_Questions on the material_
1. In the blog post about change, rewrite the passage between "The fear of" and "turn into tomorrow?", inclusive, with "Wash Park" replaced by "Cheesman Park".
2. In the blog post about change, which movie character answers "everyone is special" by saying it means no one is special?

_Selected excerpt_
- - - -

Jan 25, 2009

Jesus wrote a blank check, One I haven't cashed yet.... - Cake

Is there something you’d like to change about yourself? Throw an unhealthy addiction or detrimental habit, like French fries or procrastination to the wind? With the assumption that the garbage man will discard the nasty buggers with last year’s rubbish and you can move forward, stripped of any error. Or then, there is the category of change focused on “improvement” … where the newly purchased Nikes will lure you onto the treadmill, or your calendar will somehow create space to clean out your closet, the projects and image renovations on your “to do” list for the last ten years, will somehow magically get done? (I've had three bags full of goodwill clothes sitting in my car for weeks!)

The above mentioned without doubt can happen, whether it be a life coach, heart surgeon, or fashion trend, eventually the burdens on our mental check list will either become unimportant, we’ll survive around the gook or we’ll get fed up with our fat that we'll unconsciously eat less. But these things are trivial in comparison to the changes that make me curious… the change in how we perceive the world. How might we respond when someone a poses a question to which we haven’t had the courage to answer, even to ourselves. To swallow pride and ask for help, or advice, and then execute, without knowing how to calculate the risk. To acknowledge the chips in our shoulders, sandblasted by an old flame, which resulted in us being jaded, fickle and flawed? Knowing whether or not, if someone dedicated enough could ever heal those invisible wounds.

What about the endearing silly qualities that differentiate us, asking for an insane dinner order, an inability to parallel park, arriving a few minutes late (or too early), do they add dimensions of color to our already-matching complexions, or are they just annoying nuances that need to be shed. After being told that "everyone is special" 7-year-old Dash Parr from the movie The Incredibles replied, "Which is another way of saying no one is special. "

What would happen if we forgave? What would happen if we abandoned doubt on the curb and pressed onward unafraid? Never hesitating for a moment about the “what ifs”, the mistakes, the imperfections that humanize us? The things we say, and more importantly the things we choose to leave unsaid, what would happen if we let it all go? If we let fear go?

The fear of Christmas without our parents, turning into a homeless waste on the side of the road, being diagnosed with cancer, and god forbid the most debilitating phobia of them all… being happy. That maybe, the little pieces of life we envy from the couple still smitten walking their dog in Wash Park, the great-grandmother about to have her 100th birthday, the culinary wizard/marathon runner/soccer mom who is still hot, hell, Bill Gates, those little pieces are waiting around the bend. Maybe the daydreams that haunt us at 3am while slaving away, trying to make it.... might turn into tomorrow?

- - - -

_Supplied entries_

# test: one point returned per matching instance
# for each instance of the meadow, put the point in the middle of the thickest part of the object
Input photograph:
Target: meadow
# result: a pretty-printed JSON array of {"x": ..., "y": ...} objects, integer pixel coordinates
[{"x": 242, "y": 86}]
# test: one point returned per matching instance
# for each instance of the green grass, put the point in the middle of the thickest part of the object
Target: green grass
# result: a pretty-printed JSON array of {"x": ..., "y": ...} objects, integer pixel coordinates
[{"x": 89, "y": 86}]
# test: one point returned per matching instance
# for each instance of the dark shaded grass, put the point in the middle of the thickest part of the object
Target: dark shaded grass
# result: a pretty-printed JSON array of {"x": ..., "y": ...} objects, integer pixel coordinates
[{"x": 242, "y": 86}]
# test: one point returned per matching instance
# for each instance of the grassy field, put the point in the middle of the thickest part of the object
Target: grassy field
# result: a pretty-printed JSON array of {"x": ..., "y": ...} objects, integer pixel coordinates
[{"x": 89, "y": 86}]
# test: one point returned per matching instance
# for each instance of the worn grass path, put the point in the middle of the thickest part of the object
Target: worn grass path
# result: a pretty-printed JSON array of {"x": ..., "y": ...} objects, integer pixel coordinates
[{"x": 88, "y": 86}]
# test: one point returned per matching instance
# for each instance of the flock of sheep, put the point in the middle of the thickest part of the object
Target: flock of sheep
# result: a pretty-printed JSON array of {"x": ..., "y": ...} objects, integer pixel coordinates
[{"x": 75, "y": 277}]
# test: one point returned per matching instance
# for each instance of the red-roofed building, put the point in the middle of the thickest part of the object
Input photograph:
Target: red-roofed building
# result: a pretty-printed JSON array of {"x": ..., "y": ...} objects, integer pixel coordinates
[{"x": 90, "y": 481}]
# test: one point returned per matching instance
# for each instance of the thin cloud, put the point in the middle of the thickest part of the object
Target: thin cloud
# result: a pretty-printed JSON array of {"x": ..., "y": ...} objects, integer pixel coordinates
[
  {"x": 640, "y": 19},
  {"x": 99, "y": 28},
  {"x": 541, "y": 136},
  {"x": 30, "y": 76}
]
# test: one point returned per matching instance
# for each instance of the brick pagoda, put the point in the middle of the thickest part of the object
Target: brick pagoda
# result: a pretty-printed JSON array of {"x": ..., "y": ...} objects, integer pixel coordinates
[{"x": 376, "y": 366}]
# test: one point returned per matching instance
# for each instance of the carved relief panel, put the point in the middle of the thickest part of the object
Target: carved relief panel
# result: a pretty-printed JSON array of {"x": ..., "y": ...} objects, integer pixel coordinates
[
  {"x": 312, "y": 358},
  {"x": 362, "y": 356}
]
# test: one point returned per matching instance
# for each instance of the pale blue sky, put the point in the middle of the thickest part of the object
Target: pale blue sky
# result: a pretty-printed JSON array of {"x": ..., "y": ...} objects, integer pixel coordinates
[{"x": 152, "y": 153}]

- - - -

_Responses by item number_
1.
The fear of Christmas without our parents, turning into a homeless waste on the side of the road, being diagnosed with cancer, and god forbid the most debilitating phobia of them all… being happy. That maybe, the little pieces of life we envy from the couple still smitten walking their dog in Cheesman Park, the great-grandmother about to have her 100th birthday, the culinary wizard/marathon runner/soccer mom who is still hot, hell, Bill Gates, those little pieces are waiting around the bend. Maybe the daydreams that haunt us at 3am while slaving away, trying to make it.... might turn into tomorrow?

2. Dash Parr, the 7-year-old from The Incredibles.